Copy everything in the listing below from the line containing "I need to verify whether the black background" down to the end of the listing, substituting "backdrop" for "background" and leaving all else unchanged.

Stored data entries:
· · · · · · ·
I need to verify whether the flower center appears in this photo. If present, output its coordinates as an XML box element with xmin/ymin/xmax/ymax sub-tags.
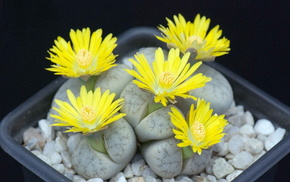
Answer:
<box><xmin>77</xmin><ymin>49</ymin><xmax>93</xmax><ymax>67</ymax></box>
<box><xmin>159</xmin><ymin>72</ymin><xmax>176</xmax><ymax>86</ymax></box>
<box><xmin>188</xmin><ymin>35</ymin><xmax>203</xmax><ymax>44</ymax></box>
<box><xmin>81</xmin><ymin>106</ymin><xmax>96</xmax><ymax>123</ymax></box>
<box><xmin>191</xmin><ymin>121</ymin><xmax>205</xmax><ymax>142</ymax></box>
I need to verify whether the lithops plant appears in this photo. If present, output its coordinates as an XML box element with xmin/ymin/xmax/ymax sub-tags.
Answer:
<box><xmin>48</xmin><ymin>28</ymin><xmax>137</xmax><ymax>180</ymax></box>
<box><xmin>120</xmin><ymin>48</ymin><xmax>224</xmax><ymax>178</ymax></box>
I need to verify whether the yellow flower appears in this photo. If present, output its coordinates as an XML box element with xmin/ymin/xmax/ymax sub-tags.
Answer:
<box><xmin>51</xmin><ymin>86</ymin><xmax>126</xmax><ymax>134</ymax></box>
<box><xmin>169</xmin><ymin>99</ymin><xmax>227</xmax><ymax>154</ymax></box>
<box><xmin>156</xmin><ymin>14</ymin><xmax>230</xmax><ymax>61</ymax></box>
<box><xmin>126</xmin><ymin>48</ymin><xmax>211</xmax><ymax>106</ymax></box>
<box><xmin>47</xmin><ymin>28</ymin><xmax>117</xmax><ymax>78</ymax></box>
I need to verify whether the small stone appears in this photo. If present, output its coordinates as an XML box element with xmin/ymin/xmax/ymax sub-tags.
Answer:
<box><xmin>63</xmin><ymin>173</ymin><xmax>74</xmax><ymax>181</ymax></box>
<box><xmin>52</xmin><ymin>164</ymin><xmax>65</xmax><ymax>174</ymax></box>
<box><xmin>217</xmin><ymin>142</ymin><xmax>229</xmax><ymax>156</ymax></box>
<box><xmin>240</xmin><ymin>124</ymin><xmax>256</xmax><ymax>137</ymax></box>
<box><xmin>213</xmin><ymin>141</ymin><xmax>225</xmax><ymax>152</ymax></box>
<box><xmin>123</xmin><ymin>164</ymin><xmax>134</xmax><ymax>178</ymax></box>
<box><xmin>109</xmin><ymin>172</ymin><xmax>127</xmax><ymax>182</ymax></box>
<box><xmin>254</xmin><ymin>119</ymin><xmax>275</xmax><ymax>135</ymax></box>
<box><xmin>226</xmin><ymin>170</ymin><xmax>243</xmax><ymax>181</ymax></box>
<box><xmin>38</xmin><ymin>119</ymin><xmax>55</xmax><ymax>141</ymax></box>
<box><xmin>23</xmin><ymin>127</ymin><xmax>45</xmax><ymax>148</ymax></box>
<box><xmin>64</xmin><ymin>168</ymin><xmax>76</xmax><ymax>175</ymax></box>
<box><xmin>228</xmin><ymin>115</ymin><xmax>243</xmax><ymax>127</ymax></box>
<box><xmin>191</xmin><ymin>176</ymin><xmax>208</xmax><ymax>182</ymax></box>
<box><xmin>87</xmin><ymin>178</ymin><xmax>104</xmax><ymax>182</ymax></box>
<box><xmin>142</xmin><ymin>166</ymin><xmax>157</xmax><ymax>178</ymax></box>
<box><xmin>228</xmin><ymin>135</ymin><xmax>244</xmax><ymax>154</ymax></box>
<box><xmin>31</xmin><ymin>150</ymin><xmax>41</xmax><ymax>156</ymax></box>
<box><xmin>25</xmin><ymin>138</ymin><xmax>41</xmax><ymax>151</ymax></box>
<box><xmin>254</xmin><ymin>150</ymin><xmax>266</xmax><ymax>161</ymax></box>
<box><xmin>37</xmin><ymin>154</ymin><xmax>52</xmax><ymax>166</ymax></box>
<box><xmin>217</xmin><ymin>179</ymin><xmax>228</xmax><ymax>182</ymax></box>
<box><xmin>47</xmin><ymin>152</ymin><xmax>62</xmax><ymax>164</ymax></box>
<box><xmin>207</xmin><ymin>175</ymin><xmax>217</xmax><ymax>182</ymax></box>
<box><xmin>128</xmin><ymin>177</ymin><xmax>145</xmax><ymax>182</ymax></box>
<box><xmin>42</xmin><ymin>141</ymin><xmax>55</xmax><ymax>155</ymax></box>
<box><xmin>212</xmin><ymin>158</ymin><xmax>234</xmax><ymax>178</ymax></box>
<box><xmin>224</xmin><ymin>125</ymin><xmax>240</xmax><ymax>142</ymax></box>
<box><xmin>232</xmin><ymin>151</ymin><xmax>254</xmax><ymax>169</ymax></box>
<box><xmin>244</xmin><ymin>138</ymin><xmax>264</xmax><ymax>154</ymax></box>
<box><xmin>265</xmin><ymin>128</ymin><xmax>286</xmax><ymax>151</ymax></box>
<box><xmin>67</xmin><ymin>133</ymin><xmax>82</xmax><ymax>153</ymax></box>
<box><xmin>162</xmin><ymin>178</ymin><xmax>175</xmax><ymax>182</ymax></box>
<box><xmin>175</xmin><ymin>176</ymin><xmax>192</xmax><ymax>182</ymax></box>
<box><xmin>144</xmin><ymin>176</ymin><xmax>157</xmax><ymax>182</ymax></box>
<box><xmin>241</xmin><ymin>111</ymin><xmax>255</xmax><ymax>126</ymax></box>
<box><xmin>55</xmin><ymin>136</ymin><xmax>67</xmax><ymax>153</ymax></box>
<box><xmin>131</xmin><ymin>159</ymin><xmax>145</xmax><ymax>176</ymax></box>
<box><xmin>256</xmin><ymin>134</ymin><xmax>268</xmax><ymax>142</ymax></box>
<box><xmin>72</xmin><ymin>175</ymin><xmax>86</xmax><ymax>182</ymax></box>
<box><xmin>60</xmin><ymin>151</ymin><xmax>72</xmax><ymax>168</ymax></box>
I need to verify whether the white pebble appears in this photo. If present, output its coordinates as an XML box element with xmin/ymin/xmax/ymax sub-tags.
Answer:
<box><xmin>142</xmin><ymin>166</ymin><xmax>157</xmax><ymax>179</ymax></box>
<box><xmin>131</xmin><ymin>159</ymin><xmax>145</xmax><ymax>176</ymax></box>
<box><xmin>123</xmin><ymin>164</ymin><xmax>134</xmax><ymax>178</ymax></box>
<box><xmin>23</xmin><ymin>127</ymin><xmax>45</xmax><ymax>148</ymax></box>
<box><xmin>87</xmin><ymin>178</ymin><xmax>104</xmax><ymax>182</ymax></box>
<box><xmin>254</xmin><ymin>150</ymin><xmax>266</xmax><ymax>161</ymax></box>
<box><xmin>47</xmin><ymin>152</ymin><xmax>62</xmax><ymax>164</ymax></box>
<box><xmin>224</xmin><ymin>125</ymin><xmax>240</xmax><ymax>142</ymax></box>
<box><xmin>207</xmin><ymin>175</ymin><xmax>217</xmax><ymax>182</ymax></box>
<box><xmin>265</xmin><ymin>128</ymin><xmax>286</xmax><ymax>151</ymax></box>
<box><xmin>110</xmin><ymin>172</ymin><xmax>127</xmax><ymax>182</ymax></box>
<box><xmin>42</xmin><ymin>141</ymin><xmax>55</xmax><ymax>155</ymax></box>
<box><xmin>72</xmin><ymin>175</ymin><xmax>86</xmax><ymax>182</ymax></box>
<box><xmin>162</xmin><ymin>178</ymin><xmax>175</xmax><ymax>182</ymax></box>
<box><xmin>217</xmin><ymin>142</ymin><xmax>229</xmax><ymax>156</ymax></box>
<box><xmin>144</xmin><ymin>176</ymin><xmax>158</xmax><ymax>182</ymax></box>
<box><xmin>228</xmin><ymin>135</ymin><xmax>244</xmax><ymax>154</ymax></box>
<box><xmin>226</xmin><ymin>170</ymin><xmax>243</xmax><ymax>181</ymax></box>
<box><xmin>31</xmin><ymin>150</ymin><xmax>41</xmax><ymax>156</ymax></box>
<box><xmin>232</xmin><ymin>151</ymin><xmax>254</xmax><ymax>169</ymax></box>
<box><xmin>241</xmin><ymin>111</ymin><xmax>255</xmax><ymax>126</ymax></box>
<box><xmin>254</xmin><ymin>119</ymin><xmax>275</xmax><ymax>135</ymax></box>
<box><xmin>63</xmin><ymin>173</ymin><xmax>74</xmax><ymax>181</ymax></box>
<box><xmin>175</xmin><ymin>175</ymin><xmax>192</xmax><ymax>182</ymax></box>
<box><xmin>128</xmin><ymin>177</ymin><xmax>145</xmax><ymax>182</ymax></box>
<box><xmin>38</xmin><ymin>119</ymin><xmax>55</xmax><ymax>141</ymax></box>
<box><xmin>37</xmin><ymin>154</ymin><xmax>52</xmax><ymax>166</ymax></box>
<box><xmin>60</xmin><ymin>151</ymin><xmax>72</xmax><ymax>168</ymax></box>
<box><xmin>64</xmin><ymin>168</ymin><xmax>76</xmax><ymax>175</ymax></box>
<box><xmin>25</xmin><ymin>138</ymin><xmax>41</xmax><ymax>151</ymax></box>
<box><xmin>217</xmin><ymin>179</ymin><xmax>228</xmax><ymax>182</ymax></box>
<box><xmin>52</xmin><ymin>164</ymin><xmax>65</xmax><ymax>174</ymax></box>
<box><xmin>213</xmin><ymin>141</ymin><xmax>225</xmax><ymax>152</ymax></box>
<box><xmin>55</xmin><ymin>136</ymin><xmax>67</xmax><ymax>153</ymax></box>
<box><xmin>191</xmin><ymin>176</ymin><xmax>208</xmax><ymax>182</ymax></box>
<box><xmin>244</xmin><ymin>138</ymin><xmax>264</xmax><ymax>154</ymax></box>
<box><xmin>67</xmin><ymin>133</ymin><xmax>82</xmax><ymax>153</ymax></box>
<box><xmin>240</xmin><ymin>124</ymin><xmax>256</xmax><ymax>137</ymax></box>
<box><xmin>228</xmin><ymin>115</ymin><xmax>244</xmax><ymax>127</ymax></box>
<box><xmin>212</xmin><ymin>158</ymin><xmax>234</xmax><ymax>178</ymax></box>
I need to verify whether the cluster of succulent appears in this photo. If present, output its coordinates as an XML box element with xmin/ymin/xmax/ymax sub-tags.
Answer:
<box><xmin>47</xmin><ymin>14</ymin><xmax>233</xmax><ymax>180</ymax></box>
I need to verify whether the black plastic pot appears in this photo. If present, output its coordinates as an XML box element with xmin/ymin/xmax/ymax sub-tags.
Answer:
<box><xmin>0</xmin><ymin>27</ymin><xmax>290</xmax><ymax>182</ymax></box>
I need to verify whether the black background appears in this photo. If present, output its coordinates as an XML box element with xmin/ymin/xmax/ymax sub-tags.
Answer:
<box><xmin>0</xmin><ymin>0</ymin><xmax>290</xmax><ymax>181</ymax></box>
· · · · · · ·
• **Solution for this problem**:
I need to verify whether the black backdrop appears in this photo. If present, output its coordinates as an XML box element with xmin/ymin/xmax/ymax sub-tags.
Answer:
<box><xmin>0</xmin><ymin>0</ymin><xmax>290</xmax><ymax>181</ymax></box>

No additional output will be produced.